**Extrait:**

──────────

18/01/2011
le soupçon et la réalité
Imaginons qu'un jeune homme, armé d'un couteau, pénètre dans une enceinte scolaire et frappe un adolescent âgé de 14 ans. Très grave? Pas tellement si l'on considère une affaire récente survenue à Wattrelos.
L'histoire se situe au lycée professionnel Savary à Wattrelos et a été jugée vendredi dernier (voir Nord-Eclair du 15 janvier dernier). Les faits eux-mêmes remontent au 10 novembre 2010.
Ce jour-là, Kevin X., 20 ans, va chercher un document administratif concernant son petit frère au lycée. Le petit frère en question quitte en effet l'établissement. Il semble en fait que le gros problème de l'élève est d'ordre sentimental: il a été lâché par sa petite amie et celle-ci "sort" avec un autre élève de l'établissement.
Bref, Kevin X. entre dans l'établissement scolaire, tombe apparemment par hasard sur l'élève en question et "lui demande des explications". L'autre refuse de parler, veut s'en aller et Kevin X. l'agresse, "le claque contre le mur", pour reprendre son expression à l'audience. L'élève résiste et Kevin X. frappe d'un coup de couteau dans le dos l'adolescent. Ce dernier s'en sort bien: le coup "piquant" (comme dit le médecin légiste) ne pénètre pas trop, l'élève part à l'hôpital et en ressortira avec cinq points de suture.
On se retrouve donc tout à fait dans l'agression gratuite dans l'enceinte d'un établissement scolaire d'un mineur qui n'a strictement rien fait pour mériter tant d'agressivité armée. Scandale? Violence intolérable dans l'enceinte sacrée de l'école? Agression inadmissible d'un adulte sur un enfant?
Pas du tout. L'affaire va se dégonfler totalement. A tel point qu'on pourrait soupçonner les magistrats de relativiser les agressions lorsqu'elle se déroule dans une ville populaire et un établissement scolaire professionnel. Il n'en est rien.
En fait, Kevin X. a toutes les chances de son côté. D'abord, il n'a jamais été condamné. Lors de sa première comparution, il va donc être facilement remis en liberté en attendant son procès. Jamais condamné, remis en liberté: les risques qu'il soit finalement condamné à une peine de prison ferme deviennent quasiment nuls.

──────────

**Objectif de la tâche:** Recopiez mot pour mot le passage de l'extrait qui va de « On se retrouve » à « sur un enfant? ».

**Enregistrements:**
──────────

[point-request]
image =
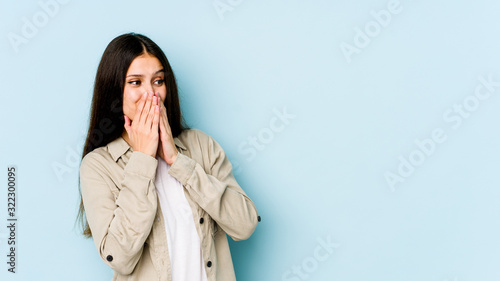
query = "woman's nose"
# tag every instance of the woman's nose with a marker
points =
(148, 88)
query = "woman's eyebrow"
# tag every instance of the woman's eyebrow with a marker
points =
(140, 75)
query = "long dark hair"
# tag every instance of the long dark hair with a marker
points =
(106, 114)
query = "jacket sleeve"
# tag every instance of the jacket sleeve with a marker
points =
(120, 222)
(217, 191)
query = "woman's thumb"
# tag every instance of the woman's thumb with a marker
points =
(127, 123)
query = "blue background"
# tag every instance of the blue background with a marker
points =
(321, 176)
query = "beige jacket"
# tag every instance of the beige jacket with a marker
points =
(125, 218)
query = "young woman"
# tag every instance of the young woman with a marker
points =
(158, 198)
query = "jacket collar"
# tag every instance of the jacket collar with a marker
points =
(119, 146)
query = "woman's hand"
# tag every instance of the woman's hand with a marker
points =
(143, 132)
(166, 149)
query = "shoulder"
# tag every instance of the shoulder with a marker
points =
(194, 137)
(98, 158)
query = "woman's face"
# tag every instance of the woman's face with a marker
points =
(145, 74)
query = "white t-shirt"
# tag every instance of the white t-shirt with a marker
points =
(184, 248)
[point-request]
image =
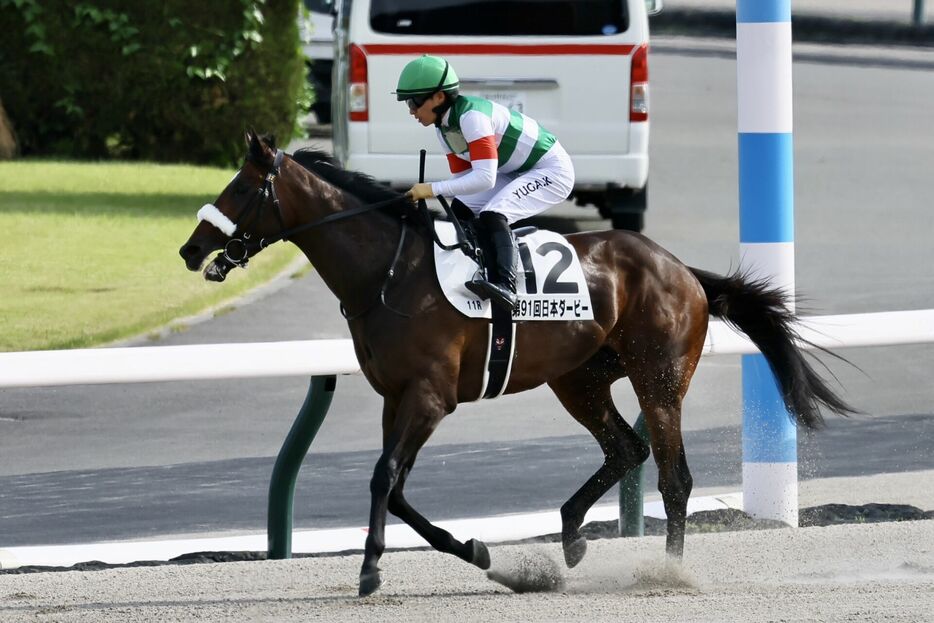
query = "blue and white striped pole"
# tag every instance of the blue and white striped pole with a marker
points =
(766, 217)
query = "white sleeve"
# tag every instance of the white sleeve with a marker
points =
(480, 177)
(478, 131)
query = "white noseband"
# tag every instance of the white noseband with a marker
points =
(215, 217)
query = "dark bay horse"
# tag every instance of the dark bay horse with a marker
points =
(423, 357)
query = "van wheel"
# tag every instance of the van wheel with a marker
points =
(626, 207)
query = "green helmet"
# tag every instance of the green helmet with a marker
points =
(425, 76)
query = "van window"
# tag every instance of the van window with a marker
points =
(499, 17)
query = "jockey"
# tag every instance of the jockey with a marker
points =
(505, 166)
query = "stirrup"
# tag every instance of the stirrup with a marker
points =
(498, 294)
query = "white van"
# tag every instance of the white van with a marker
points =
(579, 68)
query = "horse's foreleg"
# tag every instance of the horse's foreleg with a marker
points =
(405, 430)
(585, 393)
(473, 551)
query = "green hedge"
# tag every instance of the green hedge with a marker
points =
(175, 80)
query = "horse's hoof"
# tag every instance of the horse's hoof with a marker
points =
(574, 551)
(481, 555)
(369, 582)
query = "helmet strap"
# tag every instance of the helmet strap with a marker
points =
(442, 108)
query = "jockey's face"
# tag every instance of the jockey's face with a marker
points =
(423, 110)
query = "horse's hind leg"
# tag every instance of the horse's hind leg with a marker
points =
(660, 397)
(585, 393)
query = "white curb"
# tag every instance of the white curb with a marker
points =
(489, 529)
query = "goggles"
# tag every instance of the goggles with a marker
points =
(414, 103)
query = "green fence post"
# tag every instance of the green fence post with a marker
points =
(289, 462)
(631, 486)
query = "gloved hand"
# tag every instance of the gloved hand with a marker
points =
(419, 191)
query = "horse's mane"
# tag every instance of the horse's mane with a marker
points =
(359, 185)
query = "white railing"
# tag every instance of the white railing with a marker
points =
(321, 357)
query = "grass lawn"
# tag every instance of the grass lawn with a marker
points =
(89, 251)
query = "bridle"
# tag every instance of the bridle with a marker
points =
(238, 249)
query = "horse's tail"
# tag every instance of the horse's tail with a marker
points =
(761, 312)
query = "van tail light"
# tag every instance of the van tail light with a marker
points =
(639, 84)
(358, 105)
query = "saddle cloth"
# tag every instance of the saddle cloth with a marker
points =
(550, 280)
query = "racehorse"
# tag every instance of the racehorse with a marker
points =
(424, 358)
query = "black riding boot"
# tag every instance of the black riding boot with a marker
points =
(500, 285)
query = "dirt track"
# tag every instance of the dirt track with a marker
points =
(877, 572)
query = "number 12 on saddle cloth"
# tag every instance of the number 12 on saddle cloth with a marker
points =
(550, 281)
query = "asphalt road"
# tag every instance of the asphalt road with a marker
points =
(88, 463)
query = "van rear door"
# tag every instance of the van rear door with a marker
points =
(566, 64)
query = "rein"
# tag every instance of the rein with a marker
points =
(237, 250)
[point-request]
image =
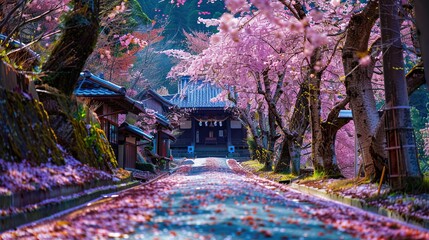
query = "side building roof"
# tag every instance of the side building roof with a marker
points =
(96, 88)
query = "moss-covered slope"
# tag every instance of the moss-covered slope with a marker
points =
(25, 131)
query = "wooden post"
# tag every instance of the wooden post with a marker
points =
(381, 180)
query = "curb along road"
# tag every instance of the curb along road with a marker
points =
(358, 203)
(66, 206)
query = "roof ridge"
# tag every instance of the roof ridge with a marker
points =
(104, 83)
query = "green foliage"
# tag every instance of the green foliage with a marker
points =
(145, 167)
(25, 132)
(257, 168)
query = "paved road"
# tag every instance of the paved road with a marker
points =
(210, 199)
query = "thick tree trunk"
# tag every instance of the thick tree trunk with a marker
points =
(400, 142)
(75, 45)
(358, 81)
(284, 162)
(297, 126)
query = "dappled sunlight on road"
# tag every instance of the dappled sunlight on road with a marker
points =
(212, 198)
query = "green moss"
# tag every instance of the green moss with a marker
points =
(25, 131)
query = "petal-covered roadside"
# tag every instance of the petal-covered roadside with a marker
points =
(209, 200)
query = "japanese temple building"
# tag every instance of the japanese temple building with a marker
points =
(210, 128)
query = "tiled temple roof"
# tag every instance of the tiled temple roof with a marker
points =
(135, 131)
(196, 94)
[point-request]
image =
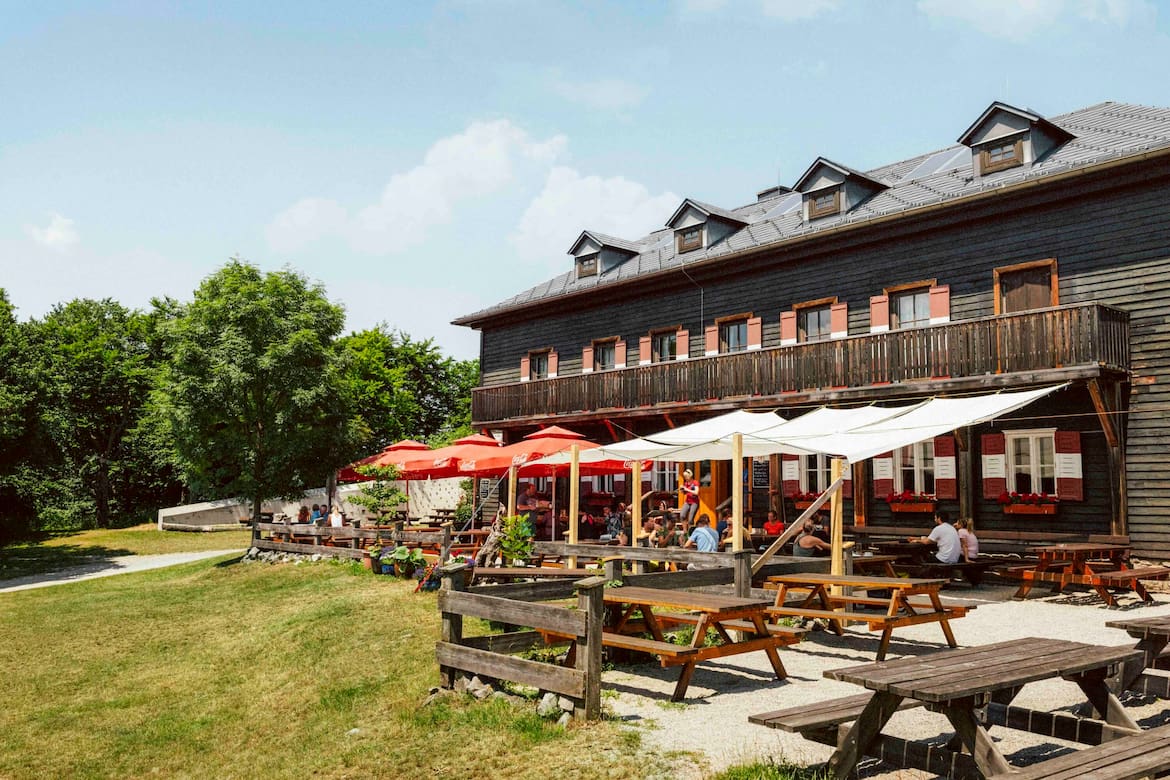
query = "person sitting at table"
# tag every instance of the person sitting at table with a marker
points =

──────────

**Réponse complète:**
On se retrouve donc tout à fait dans l'agression gratuite dans l'enceinte d'un établissement scolaire d'un mineur qui n'a strictement rien fait pour mériter tant d'agressivité armée. Scandale? Violence intolérable dans l'enceinte sacrée de l'école? Agression inadmissible d'un adulte sur un enfant?